SET TASK
Quote the whole listing word for word, please.

Dataset records
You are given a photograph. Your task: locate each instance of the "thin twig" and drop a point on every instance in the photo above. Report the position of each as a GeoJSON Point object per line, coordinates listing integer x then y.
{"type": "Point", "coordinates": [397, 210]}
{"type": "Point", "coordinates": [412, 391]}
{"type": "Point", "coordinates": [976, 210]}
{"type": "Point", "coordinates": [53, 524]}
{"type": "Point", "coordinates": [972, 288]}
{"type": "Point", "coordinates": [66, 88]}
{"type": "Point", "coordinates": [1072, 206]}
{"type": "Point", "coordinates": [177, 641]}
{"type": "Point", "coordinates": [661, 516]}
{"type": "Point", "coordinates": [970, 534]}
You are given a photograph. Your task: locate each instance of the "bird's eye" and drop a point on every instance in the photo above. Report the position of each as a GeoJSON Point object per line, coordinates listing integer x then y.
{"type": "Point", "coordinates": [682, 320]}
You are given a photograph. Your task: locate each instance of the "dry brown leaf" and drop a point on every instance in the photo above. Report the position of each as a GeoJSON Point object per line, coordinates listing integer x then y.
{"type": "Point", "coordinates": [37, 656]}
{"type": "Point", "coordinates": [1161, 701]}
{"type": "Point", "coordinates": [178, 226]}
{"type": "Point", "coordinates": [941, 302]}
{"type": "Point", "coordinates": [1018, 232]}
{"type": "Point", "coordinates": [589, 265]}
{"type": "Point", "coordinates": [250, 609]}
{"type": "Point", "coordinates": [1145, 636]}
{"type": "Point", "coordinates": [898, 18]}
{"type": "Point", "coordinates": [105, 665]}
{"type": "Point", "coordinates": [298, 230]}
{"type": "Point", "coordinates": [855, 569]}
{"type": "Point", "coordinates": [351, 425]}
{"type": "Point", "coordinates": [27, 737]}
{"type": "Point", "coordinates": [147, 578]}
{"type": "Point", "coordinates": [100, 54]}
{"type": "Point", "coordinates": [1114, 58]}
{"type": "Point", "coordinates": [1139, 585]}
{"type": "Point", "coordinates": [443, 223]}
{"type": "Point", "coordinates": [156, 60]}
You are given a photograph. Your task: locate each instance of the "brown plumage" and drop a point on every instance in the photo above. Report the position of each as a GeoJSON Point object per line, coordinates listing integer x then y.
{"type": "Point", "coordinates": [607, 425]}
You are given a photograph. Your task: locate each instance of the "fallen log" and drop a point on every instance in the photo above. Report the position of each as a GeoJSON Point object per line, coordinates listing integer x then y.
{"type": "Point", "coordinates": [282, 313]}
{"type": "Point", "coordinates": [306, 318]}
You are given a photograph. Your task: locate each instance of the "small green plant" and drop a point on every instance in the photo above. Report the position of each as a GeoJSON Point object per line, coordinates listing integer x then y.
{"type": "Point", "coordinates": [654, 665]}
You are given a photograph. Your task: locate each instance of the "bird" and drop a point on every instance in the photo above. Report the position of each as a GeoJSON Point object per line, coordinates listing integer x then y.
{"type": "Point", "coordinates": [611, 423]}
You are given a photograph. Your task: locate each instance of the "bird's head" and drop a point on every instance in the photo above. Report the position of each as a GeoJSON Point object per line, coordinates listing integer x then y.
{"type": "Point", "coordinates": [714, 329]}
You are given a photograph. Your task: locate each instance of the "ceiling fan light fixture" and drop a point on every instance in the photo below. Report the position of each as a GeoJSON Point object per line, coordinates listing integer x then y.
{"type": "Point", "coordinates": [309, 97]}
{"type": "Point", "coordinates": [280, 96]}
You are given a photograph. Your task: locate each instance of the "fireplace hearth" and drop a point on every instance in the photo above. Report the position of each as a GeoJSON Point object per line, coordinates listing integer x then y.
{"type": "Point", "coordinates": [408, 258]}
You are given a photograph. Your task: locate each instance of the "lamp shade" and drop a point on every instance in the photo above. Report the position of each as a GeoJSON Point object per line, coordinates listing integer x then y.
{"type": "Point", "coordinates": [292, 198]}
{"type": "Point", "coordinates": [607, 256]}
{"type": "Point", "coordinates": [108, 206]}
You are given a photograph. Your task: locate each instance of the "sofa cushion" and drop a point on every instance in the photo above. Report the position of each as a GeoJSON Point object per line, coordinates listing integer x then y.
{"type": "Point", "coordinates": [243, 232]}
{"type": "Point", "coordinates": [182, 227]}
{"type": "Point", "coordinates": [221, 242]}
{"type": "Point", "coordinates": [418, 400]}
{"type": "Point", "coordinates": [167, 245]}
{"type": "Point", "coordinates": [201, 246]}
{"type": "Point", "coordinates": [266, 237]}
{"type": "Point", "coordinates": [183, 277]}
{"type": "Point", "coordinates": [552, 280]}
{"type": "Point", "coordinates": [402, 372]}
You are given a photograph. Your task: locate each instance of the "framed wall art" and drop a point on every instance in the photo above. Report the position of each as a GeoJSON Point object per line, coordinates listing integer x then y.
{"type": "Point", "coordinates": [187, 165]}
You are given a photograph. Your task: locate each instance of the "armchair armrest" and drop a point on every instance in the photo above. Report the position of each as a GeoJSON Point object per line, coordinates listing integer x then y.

OUTPUT OF THE TASK
You are given a photograph. Your task: locate each instance of the "thin twig" and drop a point on every instance in the photo above. Report the position of each as a GeoJSON Point object per line, coordinates listing integer x then y.
{"type": "Point", "coordinates": [397, 210]}
{"type": "Point", "coordinates": [412, 391]}
{"type": "Point", "coordinates": [976, 210]}
{"type": "Point", "coordinates": [53, 524]}
{"type": "Point", "coordinates": [972, 288]}
{"type": "Point", "coordinates": [66, 88]}
{"type": "Point", "coordinates": [1072, 206]}
{"type": "Point", "coordinates": [177, 641]}
{"type": "Point", "coordinates": [661, 516]}
{"type": "Point", "coordinates": [970, 534]}
You are given a photograph. Your task: locate each instance of the "bird's eye" and drop a point on every instance in the photo above. Report the position of each as a GeoJSON Point object per line, coordinates listing integer x then y.
{"type": "Point", "coordinates": [682, 320]}
You are given a photograph. Your task: locate each instance of the "dry brown leaf" and drop a point on every instance in the photo above. Report the position of each as a GeoJSON Point object per line, coordinates listing integer x then y.
{"type": "Point", "coordinates": [37, 656]}
{"type": "Point", "coordinates": [1161, 701]}
{"type": "Point", "coordinates": [178, 226]}
{"type": "Point", "coordinates": [941, 302]}
{"type": "Point", "coordinates": [1018, 232]}
{"type": "Point", "coordinates": [589, 265]}
{"type": "Point", "coordinates": [250, 609]}
{"type": "Point", "coordinates": [1145, 636]}
{"type": "Point", "coordinates": [898, 18]}
{"type": "Point", "coordinates": [105, 665]}
{"type": "Point", "coordinates": [298, 230]}
{"type": "Point", "coordinates": [855, 569]}
{"type": "Point", "coordinates": [351, 425]}
{"type": "Point", "coordinates": [27, 737]}
{"type": "Point", "coordinates": [147, 578]}
{"type": "Point", "coordinates": [100, 54]}
{"type": "Point", "coordinates": [1114, 58]}
{"type": "Point", "coordinates": [1139, 585]}
{"type": "Point", "coordinates": [443, 223]}
{"type": "Point", "coordinates": [156, 60]}
You are given a photograph. Your task: locate each instance of the "brown plumage" and drop a point on every instance in the photo above. Report the position of each as a GeoJSON Point object per line, coordinates listing integer x then y.
{"type": "Point", "coordinates": [607, 425]}
You are given a photograph. Your task: locate each instance of the "fallen log" and drop a point on every instance in the photo above. Report the position of each as a GeoJSON Point object per line, coordinates listing integer x then y.
{"type": "Point", "coordinates": [282, 313]}
{"type": "Point", "coordinates": [306, 318]}
You are given a photograph. Your task: locate each instance of the "small green plant" and drop a point on every instance in the photo above. Report the position of each as a GeoJSON Point object per line, coordinates listing integer x then y.
{"type": "Point", "coordinates": [654, 665]}
You are given a photograph. Your task: locate each instance of the "bird" and drop a point on every instance in the photo above. Report the position of each as a GeoJSON Point object per line, coordinates listing integer x then y.
{"type": "Point", "coordinates": [611, 423]}
You are given a photograph. Your task: locate each instance of the "bird's head" and drop a point on every instance in the photo above. Report the position of each as a GeoJSON Point object per line, coordinates listing integer x then y.
{"type": "Point", "coordinates": [714, 329]}
You are given a photograph. Your task: locate each instance of the "ceiling fan light fixture" and drop a point on every instance in the photo below. Report the position of each as a GeoJSON Point object per line, coordinates listing integer x then y.
{"type": "Point", "coordinates": [309, 97]}
{"type": "Point", "coordinates": [280, 96]}
You are given a photograph. Your task: locate each instance of the "fireplace hearth" and drop a point on every instance in the photo above. Report the position of each as a GeoJSON Point object per line, coordinates listing integer x then y.
{"type": "Point", "coordinates": [408, 258]}
You are given a photograph. Your task: locate each instance of the "lamp shade" and drop a point on every instance in the photo above. Report the position of each as a GeoJSON Point object per line, coordinates listing integer x then y.
{"type": "Point", "coordinates": [292, 198]}
{"type": "Point", "coordinates": [607, 256]}
{"type": "Point", "coordinates": [108, 206]}
You are given a photograph. Your task: locate each instance of the "sofa cushion" and drop a point on every instance in the photo above. Report the position of each as a GeoJSON Point object per line, coordinates listing integer x then y.
{"type": "Point", "coordinates": [243, 232]}
{"type": "Point", "coordinates": [182, 227]}
{"type": "Point", "coordinates": [221, 242]}
{"type": "Point", "coordinates": [418, 400]}
{"type": "Point", "coordinates": [167, 245]}
{"type": "Point", "coordinates": [201, 246]}
{"type": "Point", "coordinates": [266, 237]}
{"type": "Point", "coordinates": [183, 277]}
{"type": "Point", "coordinates": [552, 280]}
{"type": "Point", "coordinates": [402, 372]}
You are given a photograph. Your task: locate each instance of the "framed wall art" and drop a point on every instance in the photo above. Report the position of each as a GeoJSON Point object per line, coordinates listing integer x then y.
{"type": "Point", "coordinates": [187, 165]}
You are given a photograph. Your task: locate each instance of the "armchair armrest" and drop a point on every instance in the photo above. Report the position of each as a GeoJSON Point object per line, coordinates listing integer x then y.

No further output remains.